__Textauszug__.
══════

Zwischen Größenwahn und Selbstkritik – MOTHER’S CAKE im mica-Interview

Das Tiroler Psychedelic-Rock-Trio MOTHER’S CAKE ist einer von Österreichs heißesten Rock-Exports und in bestimmten Kreisen in aller Munde. Am MENT LJUBLJANA sprach Sänger YVES KRISMER mit Sebastian J. Götzendorfer nach dem erfolgreichen Auftritt der Band über weltweite Tourneen, das Bergisel-Stadion in Innsbruck und das Leben zwischen Größenwahn und Selbstkritik. Womöglich ein Grund für den anhaltenden Erfolg der Band: immer besser werden zu wollen!

Sie haben heute am MENT, einem sogenannten Showcase-Festival, gespielt. Was für einen Stellenwert haben solche Festivals für die Band heutzutage?

Yves Krismer: Einen großen Stellenwert, weil da eben auch Leute von der Musikbranche und vom Business vorbeikommen. Aber für mich persönlich sind ganz normale Konzerte eine größere Freude. Die Situation auf Showcase-Festivals baut doch auch einen gewissen Druck auf. Wichtig sind sie aber auf jeden Fall.

Machen sich diese „Ausstellungsfestivals“ für Sie bezahlt?  

Yves Krismer: Na ja, kommt immer darauf an. wie gut man spielt [lacht]. Wir haben vor Kurzem auch auf dem Eurosonic Noorderslag in Groningen gespielt, wo der Auftritt eher suboptimal war und das hat bisher – soweit ich weiß – nicht zu besonders viel Angeboten geführt. Für Genaueres müsste allerdings unser Manager befragt werden. Heute war ich aber sehr zufrieden. Es waren auch mehr normale Menschen da als zum Beispiel am Eurosonic [lacht]. Da sind dann wirklich vermehrt Leute aus der Branche und weniger Leute, die nur wegen dem Spaß an der Sache kommen.

══════

__Gegebene Einträge__.
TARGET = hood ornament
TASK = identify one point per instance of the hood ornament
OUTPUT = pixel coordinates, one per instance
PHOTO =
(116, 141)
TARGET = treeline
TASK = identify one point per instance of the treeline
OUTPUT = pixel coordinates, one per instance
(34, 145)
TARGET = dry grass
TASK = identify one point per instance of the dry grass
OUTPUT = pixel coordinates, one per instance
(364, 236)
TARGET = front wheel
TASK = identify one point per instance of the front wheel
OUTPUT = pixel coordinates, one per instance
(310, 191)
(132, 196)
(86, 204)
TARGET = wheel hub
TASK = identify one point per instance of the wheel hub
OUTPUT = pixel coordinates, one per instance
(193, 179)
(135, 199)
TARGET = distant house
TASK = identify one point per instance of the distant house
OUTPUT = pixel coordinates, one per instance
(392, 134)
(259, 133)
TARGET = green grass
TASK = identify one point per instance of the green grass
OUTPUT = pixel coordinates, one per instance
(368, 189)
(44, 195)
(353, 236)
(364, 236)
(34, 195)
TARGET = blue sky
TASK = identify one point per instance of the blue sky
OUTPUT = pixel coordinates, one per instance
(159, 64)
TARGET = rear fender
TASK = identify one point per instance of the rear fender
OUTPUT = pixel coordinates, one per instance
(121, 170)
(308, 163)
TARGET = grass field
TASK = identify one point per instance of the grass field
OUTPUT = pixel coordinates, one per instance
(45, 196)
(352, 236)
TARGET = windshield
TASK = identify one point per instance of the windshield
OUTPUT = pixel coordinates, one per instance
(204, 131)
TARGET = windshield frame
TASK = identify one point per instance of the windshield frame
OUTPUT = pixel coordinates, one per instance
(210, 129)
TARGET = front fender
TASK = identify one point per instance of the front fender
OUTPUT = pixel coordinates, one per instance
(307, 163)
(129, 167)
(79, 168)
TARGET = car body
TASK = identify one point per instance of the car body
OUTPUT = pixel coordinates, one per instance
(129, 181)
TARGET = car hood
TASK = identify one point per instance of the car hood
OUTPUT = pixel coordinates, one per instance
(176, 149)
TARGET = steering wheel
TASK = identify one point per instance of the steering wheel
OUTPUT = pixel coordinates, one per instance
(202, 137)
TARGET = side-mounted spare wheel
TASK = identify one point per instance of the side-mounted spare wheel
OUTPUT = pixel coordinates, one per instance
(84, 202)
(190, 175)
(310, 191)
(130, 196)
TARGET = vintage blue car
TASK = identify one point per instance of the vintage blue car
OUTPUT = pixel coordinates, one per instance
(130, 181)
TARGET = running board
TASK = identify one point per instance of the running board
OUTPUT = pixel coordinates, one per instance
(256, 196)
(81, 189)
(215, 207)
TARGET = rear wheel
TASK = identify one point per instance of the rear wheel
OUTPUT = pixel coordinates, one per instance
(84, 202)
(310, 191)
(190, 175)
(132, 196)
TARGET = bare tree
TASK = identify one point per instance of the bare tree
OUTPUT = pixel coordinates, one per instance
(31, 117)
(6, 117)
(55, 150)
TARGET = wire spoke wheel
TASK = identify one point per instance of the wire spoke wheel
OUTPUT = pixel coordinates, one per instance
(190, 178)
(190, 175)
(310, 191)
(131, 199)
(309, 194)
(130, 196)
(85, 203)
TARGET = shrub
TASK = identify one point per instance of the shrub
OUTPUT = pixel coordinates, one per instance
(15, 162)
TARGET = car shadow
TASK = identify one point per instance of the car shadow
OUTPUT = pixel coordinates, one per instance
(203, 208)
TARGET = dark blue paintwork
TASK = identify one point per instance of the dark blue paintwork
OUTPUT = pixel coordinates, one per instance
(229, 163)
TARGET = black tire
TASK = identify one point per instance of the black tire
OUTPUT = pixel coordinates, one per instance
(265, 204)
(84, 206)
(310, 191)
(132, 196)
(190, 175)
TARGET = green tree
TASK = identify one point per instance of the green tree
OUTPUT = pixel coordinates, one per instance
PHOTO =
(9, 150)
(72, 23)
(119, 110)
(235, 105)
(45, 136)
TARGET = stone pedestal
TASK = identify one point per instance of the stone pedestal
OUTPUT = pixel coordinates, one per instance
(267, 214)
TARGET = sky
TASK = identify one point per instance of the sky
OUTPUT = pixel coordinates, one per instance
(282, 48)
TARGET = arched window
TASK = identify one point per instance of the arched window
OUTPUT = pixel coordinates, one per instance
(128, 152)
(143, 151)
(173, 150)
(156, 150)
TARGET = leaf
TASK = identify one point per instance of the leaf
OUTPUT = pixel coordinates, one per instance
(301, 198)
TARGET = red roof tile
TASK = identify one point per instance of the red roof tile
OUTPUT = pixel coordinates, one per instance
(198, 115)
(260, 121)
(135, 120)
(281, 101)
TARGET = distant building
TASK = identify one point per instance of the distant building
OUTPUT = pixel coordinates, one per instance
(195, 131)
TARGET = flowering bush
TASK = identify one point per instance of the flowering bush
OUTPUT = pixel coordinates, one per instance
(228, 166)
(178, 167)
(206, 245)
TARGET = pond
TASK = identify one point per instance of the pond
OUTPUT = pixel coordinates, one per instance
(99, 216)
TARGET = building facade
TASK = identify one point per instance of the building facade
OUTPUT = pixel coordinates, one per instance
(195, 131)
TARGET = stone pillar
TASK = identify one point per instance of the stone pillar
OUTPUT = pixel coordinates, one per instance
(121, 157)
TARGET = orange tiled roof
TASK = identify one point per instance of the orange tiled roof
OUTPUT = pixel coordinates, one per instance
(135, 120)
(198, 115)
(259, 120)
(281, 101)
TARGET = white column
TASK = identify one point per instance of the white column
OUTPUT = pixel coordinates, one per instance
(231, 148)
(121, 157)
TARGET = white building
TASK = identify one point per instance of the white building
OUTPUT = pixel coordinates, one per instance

══════

Beantworten Sie zum Interview mit MOTHER'S CAKE diese drei Fragen:
1. Aus welchem Bundesland stammt das Trio?
2. In welcher Stadt fand das Eurosonic Noorderslag statt, auf dem die Band vor Kurzem gespielt hat?
3. Welche Art von Konzerten bereitet Yves Krismer persönlich größere Freude?
Die Einträge werden hier nicht gebraucht.

__Lösung__.
1. Aus Tirol.
2. In Groningen.
3. Ganz normale Konzerte.